> _Given task_: Reproduce the listing below verbatim, beginning at the line that contains "Annotate the white basketball shorts" and stopping after the line that contains "(315, 1043)". Include both of those lines.

> _Records provided_:
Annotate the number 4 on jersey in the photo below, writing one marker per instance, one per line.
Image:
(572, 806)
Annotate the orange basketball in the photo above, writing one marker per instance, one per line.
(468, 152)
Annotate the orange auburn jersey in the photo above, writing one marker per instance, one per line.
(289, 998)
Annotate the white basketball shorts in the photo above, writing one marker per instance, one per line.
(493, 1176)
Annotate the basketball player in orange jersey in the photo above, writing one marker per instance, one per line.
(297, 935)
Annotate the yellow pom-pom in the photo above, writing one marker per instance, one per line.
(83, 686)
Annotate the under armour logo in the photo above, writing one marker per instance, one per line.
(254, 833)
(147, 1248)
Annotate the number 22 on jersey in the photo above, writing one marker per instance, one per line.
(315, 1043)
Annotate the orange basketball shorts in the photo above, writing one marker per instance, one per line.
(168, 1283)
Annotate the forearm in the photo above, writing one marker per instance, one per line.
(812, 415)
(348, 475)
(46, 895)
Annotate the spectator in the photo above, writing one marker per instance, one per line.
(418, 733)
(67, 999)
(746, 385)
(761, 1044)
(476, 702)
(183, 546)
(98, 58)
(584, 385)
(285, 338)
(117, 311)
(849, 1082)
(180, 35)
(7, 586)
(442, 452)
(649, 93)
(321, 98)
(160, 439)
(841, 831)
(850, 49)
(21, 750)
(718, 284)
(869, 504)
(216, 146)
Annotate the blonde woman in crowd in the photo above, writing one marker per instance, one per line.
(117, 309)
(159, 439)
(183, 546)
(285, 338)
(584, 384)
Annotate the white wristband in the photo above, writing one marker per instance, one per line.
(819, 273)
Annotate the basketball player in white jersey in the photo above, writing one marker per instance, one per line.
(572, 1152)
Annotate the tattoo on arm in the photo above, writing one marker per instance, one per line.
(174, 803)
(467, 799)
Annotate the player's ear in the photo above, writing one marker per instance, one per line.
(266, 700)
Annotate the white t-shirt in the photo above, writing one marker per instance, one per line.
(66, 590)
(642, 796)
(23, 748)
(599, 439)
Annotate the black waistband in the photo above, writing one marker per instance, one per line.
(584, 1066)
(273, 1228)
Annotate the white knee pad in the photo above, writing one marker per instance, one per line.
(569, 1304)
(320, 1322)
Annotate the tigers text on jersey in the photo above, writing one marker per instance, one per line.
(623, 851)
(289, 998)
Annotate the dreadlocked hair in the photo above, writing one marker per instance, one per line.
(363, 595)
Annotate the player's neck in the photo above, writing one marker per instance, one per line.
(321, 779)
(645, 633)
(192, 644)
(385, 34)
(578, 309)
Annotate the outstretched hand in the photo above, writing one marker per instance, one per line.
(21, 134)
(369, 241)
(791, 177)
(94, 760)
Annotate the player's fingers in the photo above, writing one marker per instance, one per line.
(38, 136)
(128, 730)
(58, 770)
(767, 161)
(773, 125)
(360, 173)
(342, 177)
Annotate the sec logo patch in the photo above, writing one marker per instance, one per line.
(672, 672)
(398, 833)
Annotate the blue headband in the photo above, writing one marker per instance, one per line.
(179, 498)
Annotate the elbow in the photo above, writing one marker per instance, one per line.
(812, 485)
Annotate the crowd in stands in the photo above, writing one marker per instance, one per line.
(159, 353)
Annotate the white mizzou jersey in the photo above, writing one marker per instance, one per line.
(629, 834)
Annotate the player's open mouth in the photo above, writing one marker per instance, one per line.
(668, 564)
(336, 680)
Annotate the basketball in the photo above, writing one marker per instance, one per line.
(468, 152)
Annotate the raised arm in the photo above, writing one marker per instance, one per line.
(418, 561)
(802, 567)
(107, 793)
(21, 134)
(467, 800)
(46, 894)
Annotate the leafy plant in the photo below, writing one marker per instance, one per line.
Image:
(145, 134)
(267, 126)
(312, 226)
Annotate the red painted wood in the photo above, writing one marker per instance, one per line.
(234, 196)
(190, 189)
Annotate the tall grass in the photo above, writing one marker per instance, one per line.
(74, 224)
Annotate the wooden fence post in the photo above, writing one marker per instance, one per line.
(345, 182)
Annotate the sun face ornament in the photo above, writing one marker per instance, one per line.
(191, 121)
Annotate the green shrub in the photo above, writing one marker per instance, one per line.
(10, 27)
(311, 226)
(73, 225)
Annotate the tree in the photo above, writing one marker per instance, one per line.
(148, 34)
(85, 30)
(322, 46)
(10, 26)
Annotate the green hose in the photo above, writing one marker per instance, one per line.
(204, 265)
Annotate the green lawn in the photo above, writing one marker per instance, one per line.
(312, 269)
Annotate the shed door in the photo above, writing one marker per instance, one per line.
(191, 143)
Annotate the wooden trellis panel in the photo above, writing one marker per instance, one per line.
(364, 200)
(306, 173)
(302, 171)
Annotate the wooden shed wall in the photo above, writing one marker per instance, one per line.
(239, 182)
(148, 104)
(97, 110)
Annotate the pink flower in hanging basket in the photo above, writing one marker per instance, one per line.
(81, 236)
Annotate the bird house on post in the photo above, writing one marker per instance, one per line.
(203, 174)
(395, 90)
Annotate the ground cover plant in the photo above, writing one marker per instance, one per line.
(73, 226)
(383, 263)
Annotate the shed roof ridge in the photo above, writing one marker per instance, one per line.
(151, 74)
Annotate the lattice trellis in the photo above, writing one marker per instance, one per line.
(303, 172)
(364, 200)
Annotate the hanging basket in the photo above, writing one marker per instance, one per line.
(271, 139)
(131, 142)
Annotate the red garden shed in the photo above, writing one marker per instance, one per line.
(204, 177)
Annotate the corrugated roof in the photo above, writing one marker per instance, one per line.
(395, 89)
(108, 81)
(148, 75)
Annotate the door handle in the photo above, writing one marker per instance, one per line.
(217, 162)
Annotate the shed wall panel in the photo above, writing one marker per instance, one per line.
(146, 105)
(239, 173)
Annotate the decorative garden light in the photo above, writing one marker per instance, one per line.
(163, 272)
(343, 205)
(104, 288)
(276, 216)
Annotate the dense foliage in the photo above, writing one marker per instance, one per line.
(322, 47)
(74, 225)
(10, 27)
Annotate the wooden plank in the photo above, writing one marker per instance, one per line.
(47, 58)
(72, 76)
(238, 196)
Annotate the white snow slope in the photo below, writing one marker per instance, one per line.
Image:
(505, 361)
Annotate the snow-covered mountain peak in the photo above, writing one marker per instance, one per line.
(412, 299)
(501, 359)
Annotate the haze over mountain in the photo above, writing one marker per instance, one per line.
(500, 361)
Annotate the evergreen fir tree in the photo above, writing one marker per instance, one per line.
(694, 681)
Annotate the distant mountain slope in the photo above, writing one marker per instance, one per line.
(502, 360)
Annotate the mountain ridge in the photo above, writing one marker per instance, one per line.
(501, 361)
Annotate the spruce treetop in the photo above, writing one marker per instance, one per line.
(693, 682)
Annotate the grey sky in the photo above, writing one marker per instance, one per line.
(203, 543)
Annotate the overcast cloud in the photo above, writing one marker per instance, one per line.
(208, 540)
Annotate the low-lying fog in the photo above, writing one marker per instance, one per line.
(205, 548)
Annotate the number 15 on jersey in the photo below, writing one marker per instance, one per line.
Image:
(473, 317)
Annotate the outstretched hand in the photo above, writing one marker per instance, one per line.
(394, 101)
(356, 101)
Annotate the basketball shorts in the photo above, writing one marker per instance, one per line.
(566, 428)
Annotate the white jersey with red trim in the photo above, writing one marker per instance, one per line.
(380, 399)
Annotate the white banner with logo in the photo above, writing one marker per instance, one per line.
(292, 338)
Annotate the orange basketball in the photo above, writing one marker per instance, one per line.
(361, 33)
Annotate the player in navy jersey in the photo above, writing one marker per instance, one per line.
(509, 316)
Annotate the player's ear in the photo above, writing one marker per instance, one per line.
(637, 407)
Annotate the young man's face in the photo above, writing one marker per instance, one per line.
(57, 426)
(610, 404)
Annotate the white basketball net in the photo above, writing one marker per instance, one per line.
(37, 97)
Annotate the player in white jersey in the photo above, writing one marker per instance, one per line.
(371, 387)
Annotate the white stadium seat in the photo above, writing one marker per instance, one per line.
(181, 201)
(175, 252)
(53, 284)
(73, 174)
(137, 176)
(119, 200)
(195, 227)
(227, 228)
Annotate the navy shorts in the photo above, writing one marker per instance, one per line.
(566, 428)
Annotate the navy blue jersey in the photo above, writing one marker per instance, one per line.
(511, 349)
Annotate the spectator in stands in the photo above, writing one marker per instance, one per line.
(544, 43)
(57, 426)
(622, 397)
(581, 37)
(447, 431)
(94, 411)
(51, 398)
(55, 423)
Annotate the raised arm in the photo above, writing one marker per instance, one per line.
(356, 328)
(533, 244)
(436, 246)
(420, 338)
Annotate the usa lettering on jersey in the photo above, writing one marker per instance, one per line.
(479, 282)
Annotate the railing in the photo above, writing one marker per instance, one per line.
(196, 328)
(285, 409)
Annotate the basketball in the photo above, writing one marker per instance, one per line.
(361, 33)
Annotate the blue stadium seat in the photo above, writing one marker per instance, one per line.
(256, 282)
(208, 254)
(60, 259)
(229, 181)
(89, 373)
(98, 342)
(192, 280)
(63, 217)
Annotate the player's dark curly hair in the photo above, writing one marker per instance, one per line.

> _Solution for this task_:
Annotate the white basketball shorts in the photo above, writing one marker per instance, one per line.
(493, 1176)
Annotate the basketball player in orange jersey in the photo above, writing one marker per instance, one per line.
(297, 935)
Annotate the yellow pom-pom in the photo above, writing one marker per instance, one per line.
(83, 686)
Annotate the under armour logo in the photo above, writing one marker per instance, one per line.
(254, 833)
(147, 1248)
Annotate the number 22 on jersey in the photo above, writing one marker per instance, one per line.
(315, 1043)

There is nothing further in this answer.